_Problem requirements_
Copy everything from the line containing "For this dataset, tag each instance of the black" down to the line containing "[[40, 162]]", both ends included and the requests kept as they are. Add -108 to every coordinate in the answers.

Source records start

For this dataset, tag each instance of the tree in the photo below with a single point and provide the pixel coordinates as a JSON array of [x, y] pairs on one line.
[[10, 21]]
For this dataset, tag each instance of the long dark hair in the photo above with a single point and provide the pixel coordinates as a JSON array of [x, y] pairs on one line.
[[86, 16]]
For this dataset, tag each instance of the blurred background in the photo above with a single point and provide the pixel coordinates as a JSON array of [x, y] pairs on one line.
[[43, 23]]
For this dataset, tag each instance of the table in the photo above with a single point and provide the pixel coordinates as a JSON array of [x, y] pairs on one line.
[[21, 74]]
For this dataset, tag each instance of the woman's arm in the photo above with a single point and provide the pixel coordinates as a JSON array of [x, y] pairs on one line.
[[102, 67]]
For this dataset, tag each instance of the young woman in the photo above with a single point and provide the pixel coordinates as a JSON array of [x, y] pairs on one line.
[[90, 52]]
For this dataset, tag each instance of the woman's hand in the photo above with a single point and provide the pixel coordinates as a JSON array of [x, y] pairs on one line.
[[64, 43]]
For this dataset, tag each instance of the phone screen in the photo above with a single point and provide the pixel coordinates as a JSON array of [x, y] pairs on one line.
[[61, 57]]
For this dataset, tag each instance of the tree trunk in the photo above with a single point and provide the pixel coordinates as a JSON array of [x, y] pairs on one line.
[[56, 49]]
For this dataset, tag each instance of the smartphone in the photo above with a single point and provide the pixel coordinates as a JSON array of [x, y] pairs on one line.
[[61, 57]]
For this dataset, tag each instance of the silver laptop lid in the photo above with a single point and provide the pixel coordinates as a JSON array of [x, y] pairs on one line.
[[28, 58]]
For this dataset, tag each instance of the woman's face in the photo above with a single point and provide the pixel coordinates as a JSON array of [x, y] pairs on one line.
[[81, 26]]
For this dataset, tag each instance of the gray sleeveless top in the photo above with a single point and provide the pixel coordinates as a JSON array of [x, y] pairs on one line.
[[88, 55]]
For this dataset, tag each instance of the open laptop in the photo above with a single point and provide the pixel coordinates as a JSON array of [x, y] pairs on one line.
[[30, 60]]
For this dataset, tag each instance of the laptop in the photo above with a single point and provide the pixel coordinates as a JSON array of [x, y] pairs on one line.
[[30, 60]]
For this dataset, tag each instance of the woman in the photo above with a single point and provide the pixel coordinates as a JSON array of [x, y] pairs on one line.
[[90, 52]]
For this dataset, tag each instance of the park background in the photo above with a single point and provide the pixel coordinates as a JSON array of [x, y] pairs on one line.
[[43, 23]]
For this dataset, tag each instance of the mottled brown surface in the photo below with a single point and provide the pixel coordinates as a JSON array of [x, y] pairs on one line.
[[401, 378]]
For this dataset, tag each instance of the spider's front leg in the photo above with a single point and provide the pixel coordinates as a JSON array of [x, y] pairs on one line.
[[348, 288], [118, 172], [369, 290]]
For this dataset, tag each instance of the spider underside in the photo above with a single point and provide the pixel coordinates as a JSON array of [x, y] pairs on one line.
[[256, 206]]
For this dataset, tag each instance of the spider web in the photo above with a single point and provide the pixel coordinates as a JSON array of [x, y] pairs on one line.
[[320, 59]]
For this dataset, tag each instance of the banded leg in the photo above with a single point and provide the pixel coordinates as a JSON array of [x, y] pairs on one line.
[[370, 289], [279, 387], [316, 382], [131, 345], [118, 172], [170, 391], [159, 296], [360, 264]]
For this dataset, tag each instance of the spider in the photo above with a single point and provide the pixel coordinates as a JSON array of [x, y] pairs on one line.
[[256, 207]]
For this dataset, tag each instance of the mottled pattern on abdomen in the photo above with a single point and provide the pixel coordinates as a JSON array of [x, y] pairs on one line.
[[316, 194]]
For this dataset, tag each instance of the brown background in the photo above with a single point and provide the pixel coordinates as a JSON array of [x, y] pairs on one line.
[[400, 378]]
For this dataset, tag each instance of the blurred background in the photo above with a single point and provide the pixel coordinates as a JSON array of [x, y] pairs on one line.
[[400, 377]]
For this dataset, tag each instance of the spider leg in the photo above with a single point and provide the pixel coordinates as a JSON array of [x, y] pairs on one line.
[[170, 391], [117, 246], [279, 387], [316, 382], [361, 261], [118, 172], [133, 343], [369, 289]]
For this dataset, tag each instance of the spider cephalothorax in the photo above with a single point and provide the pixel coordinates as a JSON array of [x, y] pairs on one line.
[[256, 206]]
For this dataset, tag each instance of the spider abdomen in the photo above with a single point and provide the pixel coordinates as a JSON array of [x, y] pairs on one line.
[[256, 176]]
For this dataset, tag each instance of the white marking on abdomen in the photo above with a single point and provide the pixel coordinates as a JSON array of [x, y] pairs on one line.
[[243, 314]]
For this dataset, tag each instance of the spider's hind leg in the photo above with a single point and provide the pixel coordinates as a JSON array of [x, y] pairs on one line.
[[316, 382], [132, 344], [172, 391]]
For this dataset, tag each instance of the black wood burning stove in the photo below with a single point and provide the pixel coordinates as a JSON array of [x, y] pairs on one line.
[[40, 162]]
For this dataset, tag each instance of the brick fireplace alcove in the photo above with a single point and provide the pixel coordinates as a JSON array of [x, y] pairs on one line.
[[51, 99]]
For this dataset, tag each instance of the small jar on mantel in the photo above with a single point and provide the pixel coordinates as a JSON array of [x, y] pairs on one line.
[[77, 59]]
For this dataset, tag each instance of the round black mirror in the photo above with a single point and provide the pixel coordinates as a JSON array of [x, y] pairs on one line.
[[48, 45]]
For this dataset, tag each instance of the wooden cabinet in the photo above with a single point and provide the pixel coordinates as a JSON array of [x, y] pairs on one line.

Source records end

_Written answer_
For this dataset, tag each instance of the black wood burning stove in the photo below with a single point and provide the pixel coordinates as a JSON array of [x, y] pairs on one line.
[[-68, 54]]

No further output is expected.